## Dataset extract
────
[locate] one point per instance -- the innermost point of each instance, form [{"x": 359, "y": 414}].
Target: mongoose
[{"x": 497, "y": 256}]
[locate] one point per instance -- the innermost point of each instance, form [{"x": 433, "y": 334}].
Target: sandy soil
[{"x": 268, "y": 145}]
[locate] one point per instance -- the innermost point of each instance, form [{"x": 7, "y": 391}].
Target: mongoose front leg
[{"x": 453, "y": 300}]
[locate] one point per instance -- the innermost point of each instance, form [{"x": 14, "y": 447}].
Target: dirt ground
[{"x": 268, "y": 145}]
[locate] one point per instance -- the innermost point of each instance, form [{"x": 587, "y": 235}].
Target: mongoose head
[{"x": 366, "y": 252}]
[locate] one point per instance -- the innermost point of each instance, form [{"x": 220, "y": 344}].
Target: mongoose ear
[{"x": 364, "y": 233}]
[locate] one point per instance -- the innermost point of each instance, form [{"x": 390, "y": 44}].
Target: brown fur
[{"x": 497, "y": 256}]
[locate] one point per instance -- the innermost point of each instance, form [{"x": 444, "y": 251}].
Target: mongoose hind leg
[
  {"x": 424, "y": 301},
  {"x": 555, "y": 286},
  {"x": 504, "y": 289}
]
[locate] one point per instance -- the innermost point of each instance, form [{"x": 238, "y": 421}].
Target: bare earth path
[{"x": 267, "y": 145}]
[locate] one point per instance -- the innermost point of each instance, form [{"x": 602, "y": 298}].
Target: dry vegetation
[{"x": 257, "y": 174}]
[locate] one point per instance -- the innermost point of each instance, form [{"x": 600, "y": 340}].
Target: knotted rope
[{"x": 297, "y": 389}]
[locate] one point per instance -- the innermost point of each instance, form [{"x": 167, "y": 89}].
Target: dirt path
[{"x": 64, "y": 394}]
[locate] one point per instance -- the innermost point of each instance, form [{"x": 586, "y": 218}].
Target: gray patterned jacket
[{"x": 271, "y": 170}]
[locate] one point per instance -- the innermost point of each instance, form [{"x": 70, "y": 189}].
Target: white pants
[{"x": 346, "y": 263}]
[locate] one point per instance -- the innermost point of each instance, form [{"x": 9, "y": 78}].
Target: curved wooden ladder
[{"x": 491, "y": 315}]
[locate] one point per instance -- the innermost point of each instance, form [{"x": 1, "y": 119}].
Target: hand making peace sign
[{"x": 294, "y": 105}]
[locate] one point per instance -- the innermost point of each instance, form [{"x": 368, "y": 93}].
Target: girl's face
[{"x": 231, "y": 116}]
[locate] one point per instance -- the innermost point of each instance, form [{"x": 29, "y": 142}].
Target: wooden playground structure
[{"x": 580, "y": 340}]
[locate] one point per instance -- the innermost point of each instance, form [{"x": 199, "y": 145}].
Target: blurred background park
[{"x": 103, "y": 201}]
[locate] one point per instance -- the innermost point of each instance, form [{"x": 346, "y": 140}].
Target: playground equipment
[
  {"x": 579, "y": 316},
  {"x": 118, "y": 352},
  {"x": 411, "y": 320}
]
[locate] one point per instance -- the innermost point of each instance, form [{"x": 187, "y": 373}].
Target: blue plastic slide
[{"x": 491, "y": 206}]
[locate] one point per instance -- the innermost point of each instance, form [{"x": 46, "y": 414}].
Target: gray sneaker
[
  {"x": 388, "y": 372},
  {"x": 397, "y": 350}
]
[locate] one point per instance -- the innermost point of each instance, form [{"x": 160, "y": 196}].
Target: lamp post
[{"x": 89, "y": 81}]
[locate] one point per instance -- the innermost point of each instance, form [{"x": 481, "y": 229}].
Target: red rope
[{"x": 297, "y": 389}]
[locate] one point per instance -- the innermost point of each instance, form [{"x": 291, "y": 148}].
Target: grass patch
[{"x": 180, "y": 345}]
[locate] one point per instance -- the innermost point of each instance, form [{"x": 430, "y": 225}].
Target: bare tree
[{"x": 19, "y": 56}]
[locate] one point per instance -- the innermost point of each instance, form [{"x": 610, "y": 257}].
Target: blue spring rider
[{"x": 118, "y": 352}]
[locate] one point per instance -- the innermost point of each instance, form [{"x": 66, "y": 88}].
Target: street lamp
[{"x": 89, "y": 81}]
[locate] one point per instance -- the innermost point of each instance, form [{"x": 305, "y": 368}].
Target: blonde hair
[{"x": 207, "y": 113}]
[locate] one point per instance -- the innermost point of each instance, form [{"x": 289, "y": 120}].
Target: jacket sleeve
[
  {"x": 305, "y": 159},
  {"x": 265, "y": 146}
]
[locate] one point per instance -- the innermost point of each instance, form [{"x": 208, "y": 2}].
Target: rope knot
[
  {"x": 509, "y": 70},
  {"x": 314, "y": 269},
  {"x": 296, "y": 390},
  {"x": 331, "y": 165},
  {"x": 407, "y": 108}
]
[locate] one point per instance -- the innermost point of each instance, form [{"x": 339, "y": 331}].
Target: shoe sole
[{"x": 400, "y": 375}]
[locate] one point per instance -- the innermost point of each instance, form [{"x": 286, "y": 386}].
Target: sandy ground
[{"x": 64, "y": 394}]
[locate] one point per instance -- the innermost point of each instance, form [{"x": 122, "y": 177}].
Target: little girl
────
## Work to complete
Output the line that contains "Target: grass patch", followed by every later line in the listing, with no line omitted and none added.

## Exercise output
Target: grass patch
[{"x": 180, "y": 345}]
[locate] one point per instance -- the innermost point of each instance, form [{"x": 430, "y": 225}].
Target: bare tree
[{"x": 19, "y": 56}]
[locate] one point per instance -- the innermost point of each instance, form [{"x": 610, "y": 257}].
Target: blue spring rider
[{"x": 118, "y": 352}]
[locate] one point per instance -- the innermost point of each instance, form [{"x": 66, "y": 88}].
Target: street lamp
[{"x": 89, "y": 81}]
[locate] one point per instance -- the innermost point of each instance, form [{"x": 305, "y": 368}].
Target: blonde hair
[{"x": 207, "y": 113}]
[locate] one point per instance -- the innermost point of each instance, form [{"x": 289, "y": 120}].
Target: jacket sleeve
[
  {"x": 305, "y": 159},
  {"x": 265, "y": 146}
]
[locate] one point per instance -- the innermost point of each instance, form [{"x": 208, "y": 2}].
Target: rope knot
[
  {"x": 509, "y": 70},
  {"x": 314, "y": 269},
  {"x": 296, "y": 390},
  {"x": 331, "y": 165},
  {"x": 407, "y": 108}
]
[locate] one point per instance -- the innermost point of each instance, form [{"x": 339, "y": 331}].
Target: shoe sole
[{"x": 400, "y": 375}]
[locate] one point per instance -- the innermost point of each instance, form [{"x": 286, "y": 386}].
Target: sandy ground
[{"x": 64, "y": 394}]
[locate] one point per instance -- the innermost point of each instance, form [{"x": 122, "y": 177}].
Target: little girl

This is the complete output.